**PROMPT**
Reproduce the following lines verbatim, keeping every character, coordinate, and tag unchanged.

%%

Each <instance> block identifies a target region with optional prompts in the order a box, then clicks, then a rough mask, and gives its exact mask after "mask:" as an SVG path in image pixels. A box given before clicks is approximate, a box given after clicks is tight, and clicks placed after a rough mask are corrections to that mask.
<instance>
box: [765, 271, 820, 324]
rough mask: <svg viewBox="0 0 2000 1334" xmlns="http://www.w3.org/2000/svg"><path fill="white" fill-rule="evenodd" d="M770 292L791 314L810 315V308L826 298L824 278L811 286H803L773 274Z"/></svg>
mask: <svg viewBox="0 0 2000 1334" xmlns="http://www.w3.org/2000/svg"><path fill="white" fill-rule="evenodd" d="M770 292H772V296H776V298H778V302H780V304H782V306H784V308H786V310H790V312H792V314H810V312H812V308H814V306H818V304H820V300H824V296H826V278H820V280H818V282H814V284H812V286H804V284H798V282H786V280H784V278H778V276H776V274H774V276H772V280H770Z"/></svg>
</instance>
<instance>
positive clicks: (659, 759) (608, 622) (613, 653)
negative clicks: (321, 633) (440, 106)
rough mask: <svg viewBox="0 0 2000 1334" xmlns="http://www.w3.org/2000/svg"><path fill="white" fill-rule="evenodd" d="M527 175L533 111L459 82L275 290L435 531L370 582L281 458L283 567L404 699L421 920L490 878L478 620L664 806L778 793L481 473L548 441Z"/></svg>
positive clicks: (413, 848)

%%

**TASK ANSWER**
Each <instance> block identifies a target region with optional prompts in the order a box, then clicks, then a rough mask, and gives its exact mask after "mask:" as an SVG path in image pixels. A box given before clicks is approximate, a box given after clicks is tight, and clicks placed after a rough mask are corrections to that mask.
<instance>
box: [765, 271, 820, 324]
rough mask: <svg viewBox="0 0 2000 1334" xmlns="http://www.w3.org/2000/svg"><path fill="white" fill-rule="evenodd" d="M770 292L791 314L810 315V308L826 298L824 278L811 286H803L773 274Z"/></svg>
mask: <svg viewBox="0 0 2000 1334" xmlns="http://www.w3.org/2000/svg"><path fill="white" fill-rule="evenodd" d="M770 292H772V296H776V298H778V302H780V304H782V306H784V308H786V310H790V312H792V314H810V312H812V308H814V306H818V304H820V300H824V296H826V278H820V280H818V282H814V284H812V286H804V284H798V282H786V280H784V278H778V276H776V274H774V276H772V280H770Z"/></svg>
</instance>
<instance>
positive clicks: (659, 759) (608, 622) (613, 653)
negative clicks: (321, 633) (440, 106)
rough mask: <svg viewBox="0 0 2000 1334" xmlns="http://www.w3.org/2000/svg"><path fill="white" fill-rule="evenodd" d="M527 175L533 111L459 82L275 290L435 531L370 582L281 458L283 567L404 699L421 920L490 878L478 620L664 806L778 793L481 473L548 441Z"/></svg>
positive clicks: (413, 848)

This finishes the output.